● DO THIS
Please print every line from the one containing "Please locate the packed" through the last line of the records below, exactly as written and nothing more.

────────────────────────────────────────

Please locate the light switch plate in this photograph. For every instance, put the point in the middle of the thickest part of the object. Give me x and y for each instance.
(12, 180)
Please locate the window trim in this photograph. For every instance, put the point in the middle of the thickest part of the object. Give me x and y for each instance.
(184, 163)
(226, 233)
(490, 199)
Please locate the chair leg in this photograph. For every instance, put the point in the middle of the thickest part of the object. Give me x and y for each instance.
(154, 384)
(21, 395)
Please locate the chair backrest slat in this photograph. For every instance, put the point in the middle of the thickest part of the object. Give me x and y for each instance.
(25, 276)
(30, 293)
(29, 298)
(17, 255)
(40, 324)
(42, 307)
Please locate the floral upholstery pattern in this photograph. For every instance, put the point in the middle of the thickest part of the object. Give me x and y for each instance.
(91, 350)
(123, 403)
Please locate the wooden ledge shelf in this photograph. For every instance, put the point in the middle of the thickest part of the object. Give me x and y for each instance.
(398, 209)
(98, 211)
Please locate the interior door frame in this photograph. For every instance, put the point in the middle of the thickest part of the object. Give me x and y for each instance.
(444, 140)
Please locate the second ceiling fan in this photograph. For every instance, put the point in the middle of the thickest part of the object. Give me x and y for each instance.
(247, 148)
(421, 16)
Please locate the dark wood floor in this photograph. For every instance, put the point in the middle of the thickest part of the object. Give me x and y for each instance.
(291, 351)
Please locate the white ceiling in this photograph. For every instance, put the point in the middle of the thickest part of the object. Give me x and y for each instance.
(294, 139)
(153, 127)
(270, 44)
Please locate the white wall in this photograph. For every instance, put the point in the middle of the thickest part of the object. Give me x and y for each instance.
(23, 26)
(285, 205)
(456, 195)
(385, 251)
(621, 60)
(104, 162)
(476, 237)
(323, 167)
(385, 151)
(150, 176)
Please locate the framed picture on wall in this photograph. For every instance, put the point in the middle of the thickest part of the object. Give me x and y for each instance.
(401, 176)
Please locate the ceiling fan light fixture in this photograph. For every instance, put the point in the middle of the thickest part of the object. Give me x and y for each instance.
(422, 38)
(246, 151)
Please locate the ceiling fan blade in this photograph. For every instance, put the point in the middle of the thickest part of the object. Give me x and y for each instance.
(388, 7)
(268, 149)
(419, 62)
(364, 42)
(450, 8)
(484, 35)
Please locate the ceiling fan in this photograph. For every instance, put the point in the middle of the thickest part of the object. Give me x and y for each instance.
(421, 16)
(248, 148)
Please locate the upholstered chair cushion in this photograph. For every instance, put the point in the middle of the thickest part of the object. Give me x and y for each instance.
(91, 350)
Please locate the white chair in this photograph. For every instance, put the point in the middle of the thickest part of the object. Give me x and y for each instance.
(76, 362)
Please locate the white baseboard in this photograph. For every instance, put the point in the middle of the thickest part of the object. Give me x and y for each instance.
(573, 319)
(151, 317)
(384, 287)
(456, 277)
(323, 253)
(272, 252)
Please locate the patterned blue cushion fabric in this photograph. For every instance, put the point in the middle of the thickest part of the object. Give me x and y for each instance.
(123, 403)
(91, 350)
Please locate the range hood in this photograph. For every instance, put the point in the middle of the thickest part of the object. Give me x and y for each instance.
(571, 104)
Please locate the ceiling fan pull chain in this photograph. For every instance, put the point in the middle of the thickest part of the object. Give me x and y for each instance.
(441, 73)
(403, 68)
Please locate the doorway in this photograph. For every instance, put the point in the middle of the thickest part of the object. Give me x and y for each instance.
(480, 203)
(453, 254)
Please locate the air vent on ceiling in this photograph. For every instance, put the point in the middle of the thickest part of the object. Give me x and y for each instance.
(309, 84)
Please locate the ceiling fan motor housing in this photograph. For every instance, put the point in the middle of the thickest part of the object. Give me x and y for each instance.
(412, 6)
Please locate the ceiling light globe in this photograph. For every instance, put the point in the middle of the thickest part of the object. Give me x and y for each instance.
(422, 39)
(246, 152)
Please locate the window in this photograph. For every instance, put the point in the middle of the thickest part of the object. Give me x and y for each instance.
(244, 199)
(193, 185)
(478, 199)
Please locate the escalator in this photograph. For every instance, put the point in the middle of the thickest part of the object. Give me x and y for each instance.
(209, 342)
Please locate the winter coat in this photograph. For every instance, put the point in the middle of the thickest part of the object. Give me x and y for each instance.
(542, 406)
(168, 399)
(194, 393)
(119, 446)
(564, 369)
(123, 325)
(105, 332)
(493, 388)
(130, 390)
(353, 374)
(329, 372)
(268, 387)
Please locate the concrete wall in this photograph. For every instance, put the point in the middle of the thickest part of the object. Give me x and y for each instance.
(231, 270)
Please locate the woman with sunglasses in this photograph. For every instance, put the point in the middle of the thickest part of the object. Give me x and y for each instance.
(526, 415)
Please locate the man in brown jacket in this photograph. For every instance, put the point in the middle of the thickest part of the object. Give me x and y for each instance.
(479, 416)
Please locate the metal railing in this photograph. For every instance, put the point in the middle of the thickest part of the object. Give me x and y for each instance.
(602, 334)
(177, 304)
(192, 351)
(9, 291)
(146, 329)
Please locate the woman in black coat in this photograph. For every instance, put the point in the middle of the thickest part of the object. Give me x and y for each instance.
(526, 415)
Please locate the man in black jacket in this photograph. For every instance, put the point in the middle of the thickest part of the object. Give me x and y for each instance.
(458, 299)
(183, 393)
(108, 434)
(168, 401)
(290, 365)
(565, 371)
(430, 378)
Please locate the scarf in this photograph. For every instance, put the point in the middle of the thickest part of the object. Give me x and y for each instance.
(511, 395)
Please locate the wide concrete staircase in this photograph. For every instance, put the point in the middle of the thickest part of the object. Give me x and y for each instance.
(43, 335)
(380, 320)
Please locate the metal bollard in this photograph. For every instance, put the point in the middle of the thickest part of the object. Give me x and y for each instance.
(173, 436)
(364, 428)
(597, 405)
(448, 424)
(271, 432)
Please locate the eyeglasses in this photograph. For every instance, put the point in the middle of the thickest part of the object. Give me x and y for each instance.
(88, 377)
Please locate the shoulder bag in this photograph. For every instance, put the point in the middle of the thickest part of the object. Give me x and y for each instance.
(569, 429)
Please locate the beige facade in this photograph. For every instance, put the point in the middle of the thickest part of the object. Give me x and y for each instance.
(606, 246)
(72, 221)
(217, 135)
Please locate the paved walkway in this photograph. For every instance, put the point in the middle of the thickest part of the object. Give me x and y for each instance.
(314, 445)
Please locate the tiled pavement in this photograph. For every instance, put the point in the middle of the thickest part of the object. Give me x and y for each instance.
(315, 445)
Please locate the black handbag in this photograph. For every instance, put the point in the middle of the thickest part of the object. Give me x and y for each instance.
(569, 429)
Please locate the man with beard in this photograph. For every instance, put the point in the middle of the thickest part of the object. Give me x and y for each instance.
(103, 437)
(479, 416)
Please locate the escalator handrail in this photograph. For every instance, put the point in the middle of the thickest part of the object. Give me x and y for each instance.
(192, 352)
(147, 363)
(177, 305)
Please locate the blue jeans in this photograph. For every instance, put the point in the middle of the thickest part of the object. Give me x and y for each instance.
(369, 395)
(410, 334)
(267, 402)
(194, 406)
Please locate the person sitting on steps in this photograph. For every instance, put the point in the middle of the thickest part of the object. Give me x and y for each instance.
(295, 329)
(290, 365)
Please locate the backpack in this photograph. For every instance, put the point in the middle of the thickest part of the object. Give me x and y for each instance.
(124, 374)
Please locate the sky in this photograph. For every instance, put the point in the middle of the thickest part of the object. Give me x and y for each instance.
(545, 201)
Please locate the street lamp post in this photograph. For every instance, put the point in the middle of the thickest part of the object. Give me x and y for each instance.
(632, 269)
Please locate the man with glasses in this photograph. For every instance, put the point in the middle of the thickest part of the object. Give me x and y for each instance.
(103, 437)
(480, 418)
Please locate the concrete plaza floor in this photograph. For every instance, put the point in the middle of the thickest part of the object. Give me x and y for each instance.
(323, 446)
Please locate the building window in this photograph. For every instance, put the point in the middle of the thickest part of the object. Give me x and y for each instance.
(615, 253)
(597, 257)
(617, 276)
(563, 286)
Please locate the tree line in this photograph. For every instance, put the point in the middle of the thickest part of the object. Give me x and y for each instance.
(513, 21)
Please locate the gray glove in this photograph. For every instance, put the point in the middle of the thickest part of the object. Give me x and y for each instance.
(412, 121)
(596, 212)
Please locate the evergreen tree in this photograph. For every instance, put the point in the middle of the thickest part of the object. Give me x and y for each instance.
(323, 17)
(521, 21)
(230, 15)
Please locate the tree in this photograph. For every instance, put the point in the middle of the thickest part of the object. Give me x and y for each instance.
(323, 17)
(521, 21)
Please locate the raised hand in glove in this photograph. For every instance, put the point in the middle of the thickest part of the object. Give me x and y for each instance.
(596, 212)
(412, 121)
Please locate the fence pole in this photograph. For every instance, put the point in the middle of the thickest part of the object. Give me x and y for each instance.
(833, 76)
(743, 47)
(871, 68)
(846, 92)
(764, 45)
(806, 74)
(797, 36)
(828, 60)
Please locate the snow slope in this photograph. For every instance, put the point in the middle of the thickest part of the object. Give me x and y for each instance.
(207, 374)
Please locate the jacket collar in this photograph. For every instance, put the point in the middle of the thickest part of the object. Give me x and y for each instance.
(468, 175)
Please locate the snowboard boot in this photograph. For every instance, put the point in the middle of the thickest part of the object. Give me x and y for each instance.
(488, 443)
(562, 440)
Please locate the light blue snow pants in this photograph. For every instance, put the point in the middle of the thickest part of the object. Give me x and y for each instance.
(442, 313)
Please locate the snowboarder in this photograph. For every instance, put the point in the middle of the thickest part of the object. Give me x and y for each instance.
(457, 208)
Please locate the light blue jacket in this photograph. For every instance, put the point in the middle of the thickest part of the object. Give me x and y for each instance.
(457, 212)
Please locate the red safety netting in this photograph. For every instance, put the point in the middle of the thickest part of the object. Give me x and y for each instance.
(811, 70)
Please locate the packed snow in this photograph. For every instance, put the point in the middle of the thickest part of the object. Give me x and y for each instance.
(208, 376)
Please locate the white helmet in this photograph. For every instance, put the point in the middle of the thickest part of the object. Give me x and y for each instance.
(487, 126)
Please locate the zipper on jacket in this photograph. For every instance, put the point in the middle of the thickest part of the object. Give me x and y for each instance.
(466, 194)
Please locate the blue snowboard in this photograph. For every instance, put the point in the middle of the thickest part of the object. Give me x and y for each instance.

────────────────────────────────────────

● FINISHED TASK
Please locate the packed snow in this photograph. For every instance, put the point in the middle of the thickest part of the object. Give me x and y for each instance.
(208, 376)
Please locate the white helmet in this photograph. For every instance, put the point in the middle of the thickest part of the object. Give me x and y for each instance.
(487, 126)
Please locate the zipper on jacket in this photograph. For every instance, put the point in the middle of the thickest part of the object. Give me x and y for each instance.
(466, 194)
Please locate the blue snowboard in this photograph. For every instance, put the point in the middle of the thickest part of the object. Give me x and y for each instance.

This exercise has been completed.